START The records

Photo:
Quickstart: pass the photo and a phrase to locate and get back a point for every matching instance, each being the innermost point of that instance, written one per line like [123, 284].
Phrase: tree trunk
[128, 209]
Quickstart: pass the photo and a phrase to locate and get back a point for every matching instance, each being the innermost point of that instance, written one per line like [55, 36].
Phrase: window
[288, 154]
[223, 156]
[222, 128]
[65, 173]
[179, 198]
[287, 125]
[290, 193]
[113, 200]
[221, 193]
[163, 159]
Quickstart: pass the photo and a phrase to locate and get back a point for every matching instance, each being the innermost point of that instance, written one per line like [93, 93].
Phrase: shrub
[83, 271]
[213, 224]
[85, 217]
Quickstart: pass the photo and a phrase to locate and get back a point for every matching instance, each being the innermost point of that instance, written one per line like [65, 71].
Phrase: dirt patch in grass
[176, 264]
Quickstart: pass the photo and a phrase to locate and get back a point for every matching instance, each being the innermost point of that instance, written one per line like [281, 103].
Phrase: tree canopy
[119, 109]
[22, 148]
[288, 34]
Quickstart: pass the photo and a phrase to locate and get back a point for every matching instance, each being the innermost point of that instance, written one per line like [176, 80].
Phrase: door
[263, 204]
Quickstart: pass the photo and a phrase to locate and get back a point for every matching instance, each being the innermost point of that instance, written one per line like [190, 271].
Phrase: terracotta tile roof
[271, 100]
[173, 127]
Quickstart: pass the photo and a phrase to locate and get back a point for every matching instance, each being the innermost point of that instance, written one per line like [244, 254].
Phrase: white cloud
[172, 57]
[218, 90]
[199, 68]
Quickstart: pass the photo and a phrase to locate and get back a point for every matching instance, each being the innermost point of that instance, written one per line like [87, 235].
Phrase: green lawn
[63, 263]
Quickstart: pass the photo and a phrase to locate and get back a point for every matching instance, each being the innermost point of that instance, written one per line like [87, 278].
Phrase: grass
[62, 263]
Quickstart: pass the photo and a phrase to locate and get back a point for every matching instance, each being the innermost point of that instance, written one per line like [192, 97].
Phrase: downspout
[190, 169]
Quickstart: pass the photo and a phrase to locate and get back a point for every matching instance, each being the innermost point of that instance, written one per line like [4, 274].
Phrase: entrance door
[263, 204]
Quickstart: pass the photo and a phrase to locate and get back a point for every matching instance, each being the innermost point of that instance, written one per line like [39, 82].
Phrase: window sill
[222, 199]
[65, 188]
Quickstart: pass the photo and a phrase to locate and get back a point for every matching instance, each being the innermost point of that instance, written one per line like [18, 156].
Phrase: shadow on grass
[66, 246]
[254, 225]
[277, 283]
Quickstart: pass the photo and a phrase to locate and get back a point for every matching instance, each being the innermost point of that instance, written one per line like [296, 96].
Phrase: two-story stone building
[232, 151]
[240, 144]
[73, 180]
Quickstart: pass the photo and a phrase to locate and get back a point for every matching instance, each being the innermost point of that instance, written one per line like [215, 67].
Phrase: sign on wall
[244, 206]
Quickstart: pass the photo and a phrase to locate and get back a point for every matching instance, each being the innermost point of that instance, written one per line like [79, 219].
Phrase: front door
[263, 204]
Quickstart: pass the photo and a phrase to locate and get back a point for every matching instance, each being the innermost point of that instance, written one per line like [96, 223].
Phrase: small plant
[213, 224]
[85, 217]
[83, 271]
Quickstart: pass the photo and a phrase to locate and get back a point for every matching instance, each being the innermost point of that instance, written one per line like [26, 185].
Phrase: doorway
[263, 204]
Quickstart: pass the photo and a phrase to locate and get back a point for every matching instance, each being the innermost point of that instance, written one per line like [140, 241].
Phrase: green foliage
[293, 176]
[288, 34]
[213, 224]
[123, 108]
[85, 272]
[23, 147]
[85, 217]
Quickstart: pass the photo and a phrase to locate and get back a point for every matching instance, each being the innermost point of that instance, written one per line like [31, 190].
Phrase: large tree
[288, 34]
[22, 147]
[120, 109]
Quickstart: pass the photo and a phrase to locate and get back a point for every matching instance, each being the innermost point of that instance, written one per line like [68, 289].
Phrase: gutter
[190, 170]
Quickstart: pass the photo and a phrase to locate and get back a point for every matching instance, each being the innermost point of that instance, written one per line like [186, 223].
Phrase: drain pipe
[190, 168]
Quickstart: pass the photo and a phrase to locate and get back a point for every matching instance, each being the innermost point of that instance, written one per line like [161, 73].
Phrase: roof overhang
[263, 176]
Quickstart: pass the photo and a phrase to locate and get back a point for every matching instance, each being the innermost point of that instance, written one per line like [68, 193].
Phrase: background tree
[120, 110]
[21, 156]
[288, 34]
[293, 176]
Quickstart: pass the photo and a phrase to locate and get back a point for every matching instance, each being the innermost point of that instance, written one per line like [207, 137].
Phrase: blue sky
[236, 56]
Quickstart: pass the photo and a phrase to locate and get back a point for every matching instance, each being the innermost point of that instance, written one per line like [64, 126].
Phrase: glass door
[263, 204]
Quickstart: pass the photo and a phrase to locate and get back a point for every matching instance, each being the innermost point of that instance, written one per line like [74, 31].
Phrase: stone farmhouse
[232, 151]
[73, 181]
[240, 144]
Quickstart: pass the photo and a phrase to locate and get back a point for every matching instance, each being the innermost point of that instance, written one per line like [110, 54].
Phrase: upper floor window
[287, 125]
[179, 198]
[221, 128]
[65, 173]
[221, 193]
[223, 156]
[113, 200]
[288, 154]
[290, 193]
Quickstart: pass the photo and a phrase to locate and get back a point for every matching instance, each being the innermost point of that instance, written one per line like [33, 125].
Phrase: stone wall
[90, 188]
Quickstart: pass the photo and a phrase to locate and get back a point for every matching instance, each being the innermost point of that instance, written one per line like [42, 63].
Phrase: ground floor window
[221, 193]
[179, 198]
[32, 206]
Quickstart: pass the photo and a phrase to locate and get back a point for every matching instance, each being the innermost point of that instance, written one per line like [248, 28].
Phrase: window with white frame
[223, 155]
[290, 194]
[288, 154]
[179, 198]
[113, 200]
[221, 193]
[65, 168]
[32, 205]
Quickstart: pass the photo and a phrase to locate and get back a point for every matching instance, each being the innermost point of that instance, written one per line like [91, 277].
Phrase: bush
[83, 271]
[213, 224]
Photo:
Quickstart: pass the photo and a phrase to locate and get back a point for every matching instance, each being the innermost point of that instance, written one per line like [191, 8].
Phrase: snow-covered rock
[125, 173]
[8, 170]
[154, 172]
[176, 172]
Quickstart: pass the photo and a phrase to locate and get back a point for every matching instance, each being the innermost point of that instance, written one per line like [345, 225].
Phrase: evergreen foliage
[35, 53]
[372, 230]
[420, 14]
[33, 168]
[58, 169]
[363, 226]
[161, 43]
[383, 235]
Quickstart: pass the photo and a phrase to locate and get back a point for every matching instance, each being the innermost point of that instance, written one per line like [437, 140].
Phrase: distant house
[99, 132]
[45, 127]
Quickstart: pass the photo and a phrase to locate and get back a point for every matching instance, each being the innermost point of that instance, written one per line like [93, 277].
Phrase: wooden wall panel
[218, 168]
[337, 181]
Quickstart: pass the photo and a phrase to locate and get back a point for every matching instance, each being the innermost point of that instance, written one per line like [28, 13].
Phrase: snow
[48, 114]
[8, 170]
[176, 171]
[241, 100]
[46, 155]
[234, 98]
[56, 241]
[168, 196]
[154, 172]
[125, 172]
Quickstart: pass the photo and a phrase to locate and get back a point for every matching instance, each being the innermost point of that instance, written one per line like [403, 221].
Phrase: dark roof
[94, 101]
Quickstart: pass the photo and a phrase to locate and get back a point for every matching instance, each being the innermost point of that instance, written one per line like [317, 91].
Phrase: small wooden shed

END The records

Please set down the whole listing above without altering a single line.

Photo:
Quickstart: pass the photo and a phrase to locate and get back a point for every matching instance, each being the innermost point of that instance, written one per line like [123, 284].
Phrase: tree trunk
[128, 209]
Quickstart: pass the photo and a phrase to locate and get back a point for every matching instance, each being the innermost point of that instance, written one per line like [55, 36].
Phrase: window
[288, 154]
[223, 156]
[222, 128]
[65, 173]
[179, 198]
[287, 125]
[290, 193]
[113, 200]
[221, 193]
[163, 159]
Quickstart: pass the photo and a phrase to locate and get back a point for every matching instance, each being the innermost point of that instance, written one per line like [93, 93].
Phrase: shrub
[83, 271]
[213, 224]
[85, 217]
Quickstart: pass the photo and a phrase to locate and get back a point for every matching instance, each being the innermost point of that instance, written one per line like [65, 71].
Phrase: dirt patch in grass
[176, 264]
Quickstart: pass the photo and a phrase to locate and get back a point for every matching instance, each being the innermost point of that instance, written one per line like [281, 103].
Phrase: tree canopy
[119, 109]
[22, 148]
[288, 34]
Quickstart: pass the photo and a phrase to locate and get back a point for every matching instance, each being the innermost point of that instance, written one per line like [176, 80].
Phrase: door
[263, 204]
Quickstart: pass the photo and a phrase to locate and get back a point for every matching instance, each being the innermost point of that instance, written one per line like [190, 271].
Phrase: terracotta tile roof
[271, 100]
[173, 127]
Quickstart: pass the photo and a phrase to locate and get back a point for every matching instance, each being the innermost point of that instance, written one per line like [244, 254].
Phrase: white cloud
[172, 57]
[218, 90]
[199, 68]
Quickstart: pass the photo and a phrase to locate and get back a point for every matching instance, each being the innermost point of that instance, written one per line like [87, 235].
Phrase: green lawn
[63, 263]
Quickstart: pass the photo and a phrase to locate and get back a point for every matching instance, each being the innermost point of that instance, written one per line like [87, 278].
Phrase: grass
[62, 263]
Quickstart: pass the photo and a phrase to locate and get back a point for every matching instance, each being the innermost point of that instance, written one per line like [192, 97].
Phrase: downspout
[190, 169]
Quickstart: pass the photo and a phrase to locate and get back a point for every matching instance, each being the innermost point of that instance, written one per line like [4, 274].
Phrase: entrance door
[263, 204]
Quickstart: pass the photo and a phrase to locate and get back a point for every matching instance, each being the innermost point of that instance, written one per line like [39, 82].
Phrase: window sill
[222, 199]
[65, 188]
Quickstart: pass the photo and a phrase to locate and get back a point for every matching instance, each being the innermost point of that instance, written one per line like [18, 156].
Phrase: shadow on grass
[66, 246]
[254, 225]
[277, 283]
Quickstart: pass the photo and a phrase to locate and get back a point for every matching instance, each being the innermost point of that instance, written one per line like [296, 96].
Phrase: two-story stone building
[232, 151]
[240, 144]
[73, 180]
Quickstart: pass the photo and a phrase to locate and get back a point for every matching instance, each being the innermost point of that instance, written one per line like [215, 67].
Phrase: sign on wall
[244, 206]
Quickstart: pass the photo and a phrase to locate and get back a point for every matching instance, each being the innermost point of that instance, written one per line like [79, 219].
Phrase: front door
[263, 204]
Quickstart: pass the photo and a phrase to locate and get back a point for every matching instance, each being the innermost point of that instance, written one per line like [96, 223].
Phrase: small plant
[213, 224]
[85, 217]
[83, 271]
Quickstart: pass the photo and a phrase to locate and get back a point for every matching instance, each being the innermost point of that instance, written one per line like [26, 185].
Phrase: doorway
[263, 204]
Quickstart: pass the photo and a phrase to locate and get back a point for every matching instance, each being the innermost point of that instance, written one per line like [140, 241].
Phrase: green foliage
[293, 176]
[288, 34]
[213, 224]
[123, 108]
[85, 272]
[23, 147]
[85, 217]
Quickstart: pass the photo and a phrase to locate and get back a point for every matching instance, each being the innermost point of that instance, written one per line like [31, 190].
Phrase: large tree
[288, 34]
[22, 147]
[120, 109]
Quickstart: pass the photo and a phrase to locate and get back a point for every matching instance, each being the innermost point of that instance, written one per line like [68, 289].
Phrase: gutter
[190, 170]
Quickstart: pass the photo and a phrase to locate and get back a point for every matching instance, each being the innermost point of that instance, written one per line like [186, 223].
Phrase: drain pipe
[190, 168]
Quickstart: pass the photo and a phrase to locate and get back a point for every matching instance, each being the innermost point of that instance, written one per line like [161, 73].
Phrase: roof overhang
[263, 176]
Quickstart: pass the photo and a phrase to locate and get back a point for every matching instance, each being the innermost point of that instance, written one per line like [68, 193].
Phrase: background tree
[120, 110]
[21, 156]
[288, 34]
[293, 176]
Quickstart: pass the photo and a phrase to locate and get back a point for every matching instance, each being the innermost point of that instance, written one per line like [207, 137].
Phrase: blue sky
[236, 56]
Quickstart: pass the photo and a phrase to locate and get back a point for every matching instance, each being the innermost point of that instance, written one per line like [64, 126].
Phrase: glass door
[263, 204]
Quickstart: pass the photo and a phrase to locate and get back a point for every matching instance, each being the innermost point of that instance, written one per line like [74, 31].
Phrase: stone farmhouse
[232, 151]
[73, 181]
[240, 144]
Quickstart: pass the photo and a phrase to locate and get back a point for every matching instance, each being the innermost point of that instance, written one per line like [110, 54].
Phrase: upper floor window
[287, 125]
[179, 198]
[221, 128]
[65, 173]
[221, 193]
[223, 156]
[113, 200]
[288, 154]
[290, 193]
Quickstart: pass the photo and a phrase to locate and get back a point for every matching instance, each being the innermost point of that instance, written one per line like [33, 125].
Phrase: stone wall
[90, 188]
Quickstart: pass the photo and a phrase to locate and get back a point for every matching instance, each being the innermost point of that instance, written one per line like [42, 63].
Phrase: ground floor window
[221, 193]
[179, 198]
[32, 206]
Quickstart: pass the photo and a phrase to locate and get back a point for every matching instance, each being the innermost point of that instance, written one per line like [248, 28].
Phrase: window with white frame
[223, 155]
[290, 194]
[288, 154]
[179, 198]
[113, 200]
[221, 193]
[65, 168]
[32, 205]
Quickstart: pass the photo and a phrase to locate and get back a point for every matching instance, each being the innermost point of that instance, written one per line like [91, 277].
Phrase: bush
[83, 271]
[213, 224]
Photo:
Quickstart: pass the photo and a phrase to locate and get back a point for every matching instance, each being the innermost point of that instance, written one per line like [191, 8].
Phrase: snow-covered rock
[125, 173]
[8, 170]
[154, 172]
[176, 172]
Quickstart: pass the photo and a phrase to locate and get back a point for every matching instance, each being the innermost point of that instance, written one per line like [345, 225].
Phrase: evergreen foliage
[35, 53]
[372, 230]
[420, 14]
[33, 168]
[58, 169]
[363, 226]
[161, 43]
[383, 235]
Quickstart: pass the photo and a phrase to locate and get back a point for every matching instance, each being the innermost point of that instance, written one per line like [437, 140].
Phrase: distant house
[99, 132]
[45, 127]
Quickstart: pass the photo and a phrase to locate and get back a point for every matching instance, each being the innermost point of that instance, written one per line like [93, 277].
Phrase: wooden wall panel
[218, 168]
[337, 181]
Quickstart: pass the photo and a phrase to locate and get back a point for every matching instance, each being the innermost point of that instance, written one per line like [28, 13].
Phrase: snow
[48, 114]
[8, 170]
[176, 171]
[241, 100]
[46, 155]
[234, 98]
[56, 241]
[168, 196]
[154, 172]
[125, 172]
Quickstart: pass the photo and a phrase to locate and get back a point for every matching instance, each being the innermost point of that instance, written one per line like [403, 221].
Phrase: dark roof
[94, 101]
Quickstart: pass the photo and a phrase to locate and get back a point for every matching instance, each being the innermost point of that instance, written one per line like [317, 91].
Phrase: small wooden shed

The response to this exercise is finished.